Transcribe the listing word for word.
※
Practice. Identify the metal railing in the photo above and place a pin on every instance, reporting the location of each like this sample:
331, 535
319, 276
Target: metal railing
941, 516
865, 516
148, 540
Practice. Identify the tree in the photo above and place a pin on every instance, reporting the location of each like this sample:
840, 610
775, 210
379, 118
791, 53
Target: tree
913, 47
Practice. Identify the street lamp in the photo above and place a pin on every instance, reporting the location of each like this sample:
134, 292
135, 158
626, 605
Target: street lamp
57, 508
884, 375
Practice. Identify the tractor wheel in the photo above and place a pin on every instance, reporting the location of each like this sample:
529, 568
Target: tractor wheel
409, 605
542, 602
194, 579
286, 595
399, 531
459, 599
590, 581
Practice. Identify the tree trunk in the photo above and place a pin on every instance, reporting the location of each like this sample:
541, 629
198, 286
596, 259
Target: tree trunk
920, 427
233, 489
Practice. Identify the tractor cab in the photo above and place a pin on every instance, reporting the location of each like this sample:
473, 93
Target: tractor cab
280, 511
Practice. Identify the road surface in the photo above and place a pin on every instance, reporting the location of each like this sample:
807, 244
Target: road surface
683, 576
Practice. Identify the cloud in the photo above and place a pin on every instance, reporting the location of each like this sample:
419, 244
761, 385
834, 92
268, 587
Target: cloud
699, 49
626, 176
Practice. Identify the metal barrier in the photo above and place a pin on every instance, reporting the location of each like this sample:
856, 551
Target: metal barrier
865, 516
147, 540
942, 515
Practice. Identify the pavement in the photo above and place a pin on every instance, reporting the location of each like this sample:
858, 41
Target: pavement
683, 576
※
* Final result
Practice. Identify the metal railing in the photo above and place a pin on every instance, reporting the location of each like this sample:
331, 535
319, 276
Target: metal railing
941, 516
865, 516
148, 540
Practice. Identify the tree in the photo above and place a pin on every instance, reporting the location of each like this sample:
840, 610
775, 210
379, 118
791, 53
Target: tree
913, 47
Practice. Identify the street lamp in the photo above and place a pin on every instance, reporting the location of each like this sample:
134, 292
135, 158
626, 605
Target: street lamp
57, 508
884, 375
Practice. Identify the tractor wheel in the photo above and place a pin on every instance, reporting the location of each like this sample:
529, 568
Target: tractor wheel
409, 605
542, 602
194, 579
286, 595
399, 531
459, 599
590, 581
Practice. Identify the tree trunk in the photo above and place a pin on every instance, reporting the location of each like this sample:
541, 629
198, 286
596, 259
Target: tree trunk
920, 427
233, 489
Practice. Identify the tractor cab in the photo above and place a pin on every instance, reporting the location of each like this sample:
473, 93
Target: tractor cab
280, 511
Practice. Identify the road surface in the photo above and place a pin on every instance, reporting the location of each like this sample:
807, 244
Target: road surface
683, 576
Practice. Identify the cloud in the photo above and place a pin on every instance, reporting the location of each like this sample:
419, 244
761, 385
834, 92
268, 587
Target: cloud
699, 49
626, 176
Practice. Identify the metal barrier in the photo above and place a pin on every instance, reporting the location of each like this sample:
856, 551
Target: metal barrier
865, 516
147, 540
942, 515
Practice. Identify the pavement in the photo above and place a pin on every instance, reporting the location of each like this sample:
858, 41
Target: pavement
683, 576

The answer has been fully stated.